--- SOURCE DATA ---

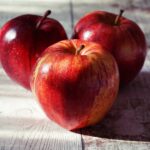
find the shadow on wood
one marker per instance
(129, 119)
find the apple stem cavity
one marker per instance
(46, 14)
(79, 50)
(118, 17)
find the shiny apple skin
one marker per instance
(21, 44)
(75, 90)
(125, 41)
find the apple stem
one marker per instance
(118, 17)
(80, 48)
(47, 13)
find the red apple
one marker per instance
(75, 82)
(23, 39)
(118, 35)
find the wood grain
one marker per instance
(23, 125)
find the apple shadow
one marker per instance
(129, 118)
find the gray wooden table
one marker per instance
(24, 126)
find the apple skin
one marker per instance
(125, 40)
(22, 42)
(75, 90)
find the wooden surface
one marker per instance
(23, 125)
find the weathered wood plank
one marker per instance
(129, 119)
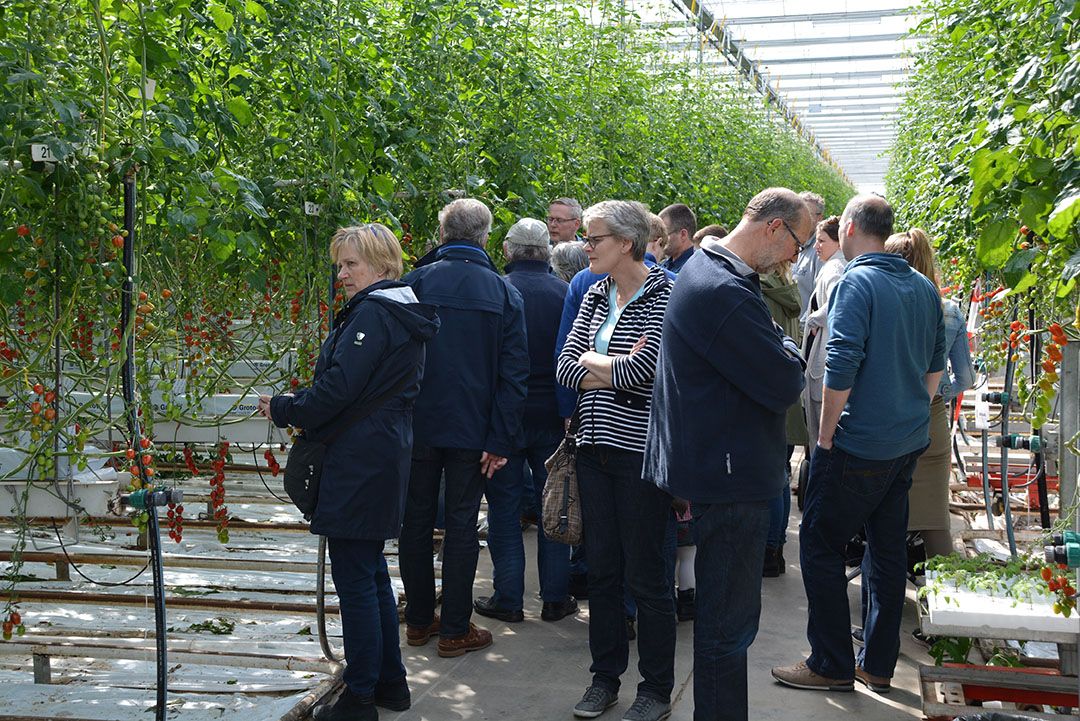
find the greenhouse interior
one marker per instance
(457, 359)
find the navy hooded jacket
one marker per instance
(724, 385)
(473, 393)
(377, 343)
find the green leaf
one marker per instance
(1034, 206)
(223, 18)
(240, 109)
(994, 245)
(1071, 268)
(383, 185)
(1065, 213)
(256, 11)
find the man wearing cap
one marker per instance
(527, 248)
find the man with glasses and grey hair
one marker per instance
(467, 421)
(725, 380)
(564, 220)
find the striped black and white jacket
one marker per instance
(617, 417)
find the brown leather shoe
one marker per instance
(474, 640)
(420, 635)
(875, 683)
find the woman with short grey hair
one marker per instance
(610, 359)
(568, 259)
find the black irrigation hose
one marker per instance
(75, 566)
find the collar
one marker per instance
(712, 244)
(527, 267)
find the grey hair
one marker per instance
(518, 252)
(568, 259)
(777, 203)
(625, 219)
(809, 196)
(570, 203)
(466, 220)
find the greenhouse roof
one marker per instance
(836, 69)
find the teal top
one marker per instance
(604, 335)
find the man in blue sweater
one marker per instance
(528, 249)
(725, 380)
(885, 357)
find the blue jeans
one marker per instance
(846, 493)
(464, 486)
(504, 529)
(624, 521)
(368, 615)
(780, 509)
(730, 540)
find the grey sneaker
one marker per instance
(647, 709)
(595, 702)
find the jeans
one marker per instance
(624, 521)
(730, 540)
(504, 529)
(846, 493)
(464, 486)
(780, 509)
(368, 615)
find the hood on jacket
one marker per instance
(883, 261)
(419, 318)
(784, 294)
(458, 250)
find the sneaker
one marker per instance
(393, 696)
(474, 640)
(800, 676)
(347, 707)
(420, 635)
(684, 604)
(485, 606)
(579, 586)
(875, 683)
(558, 610)
(595, 702)
(647, 709)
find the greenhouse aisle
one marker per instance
(539, 670)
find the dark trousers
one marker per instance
(730, 539)
(368, 615)
(846, 493)
(464, 486)
(624, 521)
(504, 530)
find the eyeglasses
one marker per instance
(593, 241)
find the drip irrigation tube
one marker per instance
(127, 383)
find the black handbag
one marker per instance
(305, 466)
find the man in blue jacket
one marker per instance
(528, 249)
(467, 421)
(883, 359)
(725, 380)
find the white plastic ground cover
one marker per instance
(999, 615)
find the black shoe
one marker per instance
(393, 696)
(485, 606)
(558, 610)
(579, 586)
(348, 707)
(773, 561)
(684, 604)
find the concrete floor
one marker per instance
(539, 670)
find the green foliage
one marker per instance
(988, 141)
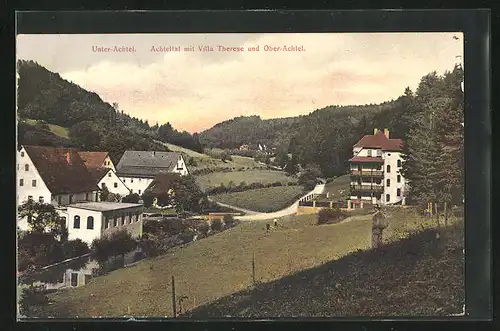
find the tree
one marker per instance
(43, 217)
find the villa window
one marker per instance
(74, 279)
(76, 222)
(90, 223)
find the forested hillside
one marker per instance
(93, 124)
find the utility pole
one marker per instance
(173, 297)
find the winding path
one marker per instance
(258, 216)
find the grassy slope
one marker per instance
(55, 129)
(266, 199)
(214, 267)
(248, 176)
(415, 276)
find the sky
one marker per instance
(195, 90)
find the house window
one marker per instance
(76, 222)
(90, 223)
(74, 279)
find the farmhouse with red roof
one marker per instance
(376, 170)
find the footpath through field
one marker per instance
(258, 216)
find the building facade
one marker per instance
(137, 169)
(52, 175)
(92, 220)
(375, 170)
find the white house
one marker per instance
(376, 170)
(90, 220)
(137, 169)
(106, 177)
(52, 175)
(97, 160)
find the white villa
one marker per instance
(137, 169)
(376, 170)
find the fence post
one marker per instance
(173, 297)
(253, 268)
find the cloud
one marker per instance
(194, 91)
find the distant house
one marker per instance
(97, 160)
(52, 175)
(106, 177)
(376, 170)
(90, 220)
(137, 169)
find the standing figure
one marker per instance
(379, 223)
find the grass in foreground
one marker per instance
(417, 276)
(248, 176)
(264, 200)
(214, 267)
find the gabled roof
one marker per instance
(146, 163)
(98, 173)
(367, 159)
(62, 169)
(93, 159)
(379, 140)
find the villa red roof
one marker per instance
(62, 169)
(367, 159)
(379, 140)
(93, 159)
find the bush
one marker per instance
(330, 215)
(74, 248)
(216, 225)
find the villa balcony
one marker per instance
(367, 188)
(367, 173)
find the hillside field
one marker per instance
(247, 176)
(266, 200)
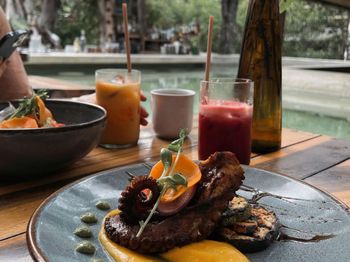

---

Above are some lines. Repeat exactly, and only, those from the line that has "find the jeans" through the line that has "find the sneaker".

| SOLUTION FOR THIS TASK |
find the jeans
one marker per instance
(624, 521)
(730, 540)
(504, 529)
(846, 493)
(464, 486)
(780, 509)
(368, 615)
find the hood on jacket
one marker per instance
(883, 261)
(419, 318)
(784, 294)
(458, 250)
find the sneaker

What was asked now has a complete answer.